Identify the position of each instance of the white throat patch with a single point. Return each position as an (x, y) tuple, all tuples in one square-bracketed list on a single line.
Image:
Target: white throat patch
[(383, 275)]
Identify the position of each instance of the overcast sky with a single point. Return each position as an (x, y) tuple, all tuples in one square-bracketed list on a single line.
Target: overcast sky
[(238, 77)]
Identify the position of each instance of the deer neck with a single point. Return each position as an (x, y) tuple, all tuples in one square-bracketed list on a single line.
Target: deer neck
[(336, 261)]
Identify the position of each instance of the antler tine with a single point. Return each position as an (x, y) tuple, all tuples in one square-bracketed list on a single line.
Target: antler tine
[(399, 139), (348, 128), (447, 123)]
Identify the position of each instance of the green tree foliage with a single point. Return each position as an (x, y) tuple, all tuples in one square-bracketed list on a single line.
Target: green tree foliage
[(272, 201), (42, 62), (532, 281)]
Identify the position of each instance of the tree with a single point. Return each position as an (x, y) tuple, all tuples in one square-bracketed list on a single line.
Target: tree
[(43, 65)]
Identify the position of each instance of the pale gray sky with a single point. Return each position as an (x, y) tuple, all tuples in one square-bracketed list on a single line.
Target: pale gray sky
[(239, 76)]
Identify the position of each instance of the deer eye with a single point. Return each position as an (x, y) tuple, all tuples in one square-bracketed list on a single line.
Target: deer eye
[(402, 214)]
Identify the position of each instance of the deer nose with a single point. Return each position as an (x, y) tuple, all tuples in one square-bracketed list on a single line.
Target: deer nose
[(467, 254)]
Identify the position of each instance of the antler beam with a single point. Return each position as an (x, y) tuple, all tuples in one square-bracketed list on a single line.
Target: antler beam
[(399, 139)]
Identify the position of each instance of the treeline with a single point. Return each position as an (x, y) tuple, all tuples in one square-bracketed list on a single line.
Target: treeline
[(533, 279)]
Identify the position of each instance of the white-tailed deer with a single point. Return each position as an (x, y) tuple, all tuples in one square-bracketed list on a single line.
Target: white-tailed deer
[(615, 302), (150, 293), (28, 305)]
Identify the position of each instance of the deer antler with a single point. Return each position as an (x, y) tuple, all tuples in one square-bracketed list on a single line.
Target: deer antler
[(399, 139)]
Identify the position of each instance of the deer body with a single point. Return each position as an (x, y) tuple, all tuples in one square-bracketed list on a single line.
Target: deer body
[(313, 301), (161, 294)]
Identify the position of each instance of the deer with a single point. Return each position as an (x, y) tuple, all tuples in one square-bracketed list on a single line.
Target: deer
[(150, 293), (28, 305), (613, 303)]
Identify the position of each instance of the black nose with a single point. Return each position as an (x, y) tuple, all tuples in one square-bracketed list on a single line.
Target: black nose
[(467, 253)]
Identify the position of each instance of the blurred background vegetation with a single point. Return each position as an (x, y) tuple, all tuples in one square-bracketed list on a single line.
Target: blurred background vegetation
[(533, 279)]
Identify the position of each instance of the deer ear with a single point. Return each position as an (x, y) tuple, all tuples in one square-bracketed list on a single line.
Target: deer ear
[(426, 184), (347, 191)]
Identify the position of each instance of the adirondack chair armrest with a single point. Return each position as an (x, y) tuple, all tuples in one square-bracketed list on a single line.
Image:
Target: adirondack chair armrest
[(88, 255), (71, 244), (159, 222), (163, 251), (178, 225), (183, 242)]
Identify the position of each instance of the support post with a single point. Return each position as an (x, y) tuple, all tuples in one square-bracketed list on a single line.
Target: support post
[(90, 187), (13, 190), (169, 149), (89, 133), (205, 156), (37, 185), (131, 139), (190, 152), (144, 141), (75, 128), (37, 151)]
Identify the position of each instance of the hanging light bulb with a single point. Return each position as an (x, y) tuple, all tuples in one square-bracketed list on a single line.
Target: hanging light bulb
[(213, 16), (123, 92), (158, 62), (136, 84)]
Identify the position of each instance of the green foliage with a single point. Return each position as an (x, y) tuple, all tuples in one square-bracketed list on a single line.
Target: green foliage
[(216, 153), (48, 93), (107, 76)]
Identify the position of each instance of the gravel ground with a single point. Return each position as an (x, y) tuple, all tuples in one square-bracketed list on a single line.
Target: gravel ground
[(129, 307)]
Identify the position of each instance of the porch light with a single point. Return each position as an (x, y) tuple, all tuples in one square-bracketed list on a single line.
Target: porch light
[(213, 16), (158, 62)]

■ ■ ■

- **ЦЕЛЬ ЗАДАНИЯ**: Перепечатайте все строки выше без единого изменения.

- **ПИСЬМЕННЫЙ ОТВЕТ**:
Identify the position of each instance of the white throat patch with a single point. Return each position as an (x, y) tuple, all tuples in one square-bracketed list on a single line.
Image:
Target: white throat patch
[(383, 275)]
Identify the position of each instance of the overcast sky with a single point. Return each position as an (x, y) tuple, all tuples in one square-bracketed list on a single line.
Target: overcast sky
[(238, 77)]
Identify the position of each instance of the deer neck with a single point. Return each position as an (x, y) tuple, all tuples in one square-bracketed list on a single line.
Target: deer neck
[(336, 261)]
Identify the position of each instance of the antler tine with a single point. Return each position as an (x, y) tuple, all tuples in one square-bracketed list on a single line.
Target: antler tine
[(399, 139), (348, 128), (447, 123)]
Identify the position of each instance of the green tree foliage with a single point. Return each position as an (x, y) tuple, all tuples in one square-bracketed list on a single line.
Target: green tree foliage
[(272, 201), (42, 62), (532, 281)]
Identify the position of each instance of the tree with a single point. Return each position as an (x, y) tuple, all tuples in one square-bracketed list on a single line.
Target: tree
[(43, 65)]
Identify the position of each instance of the pale gray sky with a single point. Return each position as an (x, y) tuple, all tuples in one square-bracketed list on a single line.
Target: pale gray sky
[(239, 76)]
Identify the position of each instance of the deer eye with a single point. Return each position as an (x, y) tuple, all tuples in one square-bracketed list on a single line.
Target: deer eye
[(402, 214)]
Identify the position of each instance of the deer nose with a single point. Return each position as an (x, y) tuple, all tuples in one square-bracketed list on a single line.
Target: deer nose
[(467, 254)]
Identify the position of each instance of the antler beam with a single point. Return each position as an (x, y) tuple, all tuples in one square-bracketed list on a single line.
Target: antler beam
[(399, 139)]
Identify the position of each instance of the treeline with a single point. Return each position as an (x, y) tuple, all tuples in one square-bracketed list on a single line.
Target: treeline
[(533, 279)]
Identify the position of each instance of the white-tailed deer with a single point. Return each position as an (x, y) tuple, all tuples in one square-bracketed list on a single line.
Target: white-tailed deer
[(615, 302), (150, 293), (28, 305)]
Identify the position of each instance of the deer antler with a single point. Return each position as an (x, y) tuple, all tuples in one square-bracketed list on a single line.
Target: deer antler
[(399, 139)]
Identify the position of each instance of the deer body with a single point. Return each position as an (x, y) tuple, all tuples in one square-bracketed list on a single line.
Target: deer body
[(313, 301), (161, 294)]
Identify the position of each instance of the deer with a single point. Return each position as an (x, y) tuple, all tuples in one square-bracketed list on a single line.
Target: deer
[(150, 293), (28, 305), (613, 303)]
Identify the position of each instance of the black nose with a single point. Return each position as an (x, y) tuple, all tuples in one square-bracketed list on a single line.
Target: black nose
[(467, 253)]
Identify the position of each instance of the blurred background vegetation with a single point. Return each position as an (x, y) tuple, all tuples in one square-bracketed list on a single line.
Target: blurred background vegetation
[(533, 279)]
Identify the position of each instance of the deer ear with a single point. Return each position as an (x, y) tuple, all tuples in one square-bracketed list on a single line.
Target: deer ear
[(426, 184), (347, 191)]
Identify the position of each instance of the adirondack chair armrest with a single point. Return each position as an (x, y) tuple, all tuples in one square-bracketed list on a single line.
Image:
Target: adirondack chair armrest
[(88, 255), (71, 244), (159, 222), (163, 251), (178, 225), (183, 242)]
Identify the position of each instance of the support post with a single point. Return each position as an (x, y) tuple, all tuples in one square-bracketed list on a single line.
Target: support post
[(90, 187), (13, 190), (169, 149), (89, 133), (205, 156), (37, 185), (131, 139), (190, 152), (144, 141), (75, 128), (37, 151)]
Identify the position of each instance of the hanging light bulb with a single point. Return each position as an (x, y) tuple, all tuples in one square-bracketed list on a single line.
Target: hanging light bulb
[(213, 16), (123, 92), (158, 62), (136, 84)]
Identify the position of each instance of the green foliage with a single point. Return each position as an (x, y) tuple, all tuples in one square-bracketed list on a single line.
Target: green foliage
[(216, 153), (48, 93), (107, 76)]
Identify the position of each instance of the gravel ground with a single point. Return each position as an (x, y) tuple, all tuples in one square-bracketed list on a single line.
Target: gravel ground
[(129, 307)]
Identify the position of each instance of the porch light with a single point. Return each position as an (x, y) tuple, all tuples in one square-bracketed list on a single line.
Target: porch light
[(213, 16), (158, 62)]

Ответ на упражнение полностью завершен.